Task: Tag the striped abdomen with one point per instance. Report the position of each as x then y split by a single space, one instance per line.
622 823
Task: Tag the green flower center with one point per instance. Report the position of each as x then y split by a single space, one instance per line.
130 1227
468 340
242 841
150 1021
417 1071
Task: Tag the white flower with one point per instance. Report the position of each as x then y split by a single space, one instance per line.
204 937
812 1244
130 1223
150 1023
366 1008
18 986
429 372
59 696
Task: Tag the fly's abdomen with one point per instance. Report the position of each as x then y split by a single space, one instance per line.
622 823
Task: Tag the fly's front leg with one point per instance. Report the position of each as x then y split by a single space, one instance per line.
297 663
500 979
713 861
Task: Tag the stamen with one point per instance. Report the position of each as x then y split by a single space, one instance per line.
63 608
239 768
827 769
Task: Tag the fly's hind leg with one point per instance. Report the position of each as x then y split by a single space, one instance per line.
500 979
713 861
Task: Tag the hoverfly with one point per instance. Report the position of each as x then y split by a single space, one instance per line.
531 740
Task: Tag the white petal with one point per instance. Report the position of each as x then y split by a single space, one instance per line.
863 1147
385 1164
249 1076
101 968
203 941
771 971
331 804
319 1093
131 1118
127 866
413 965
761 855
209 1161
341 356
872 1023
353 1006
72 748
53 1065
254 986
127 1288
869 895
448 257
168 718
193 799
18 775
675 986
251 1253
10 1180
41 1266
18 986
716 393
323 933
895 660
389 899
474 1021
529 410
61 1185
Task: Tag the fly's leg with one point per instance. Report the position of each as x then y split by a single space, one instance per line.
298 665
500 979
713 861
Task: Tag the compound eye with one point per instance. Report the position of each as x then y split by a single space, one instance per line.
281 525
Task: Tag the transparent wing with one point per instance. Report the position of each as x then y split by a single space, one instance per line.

_DIRECTION_. Carry over everything from the line containing "Task: Tag the fly's leg" down through the last line of the records, with the requests kept, and add 97 to every coordinate in the answers.

_COMPLETE ANSWER_.
Task: Tag the fly's leg with one point per instance. Report the position of each as x then y split by a single space, one instance per line.
395 762
597 1076
810 958
Task: Tag the compound eye with one point per instance. Report the position of each as x then y split by a single space, one instance per line.
378 622
Task: Tag the transparent wing with one point per instance. Report the position of each as x then y split by a single space, one instance per line.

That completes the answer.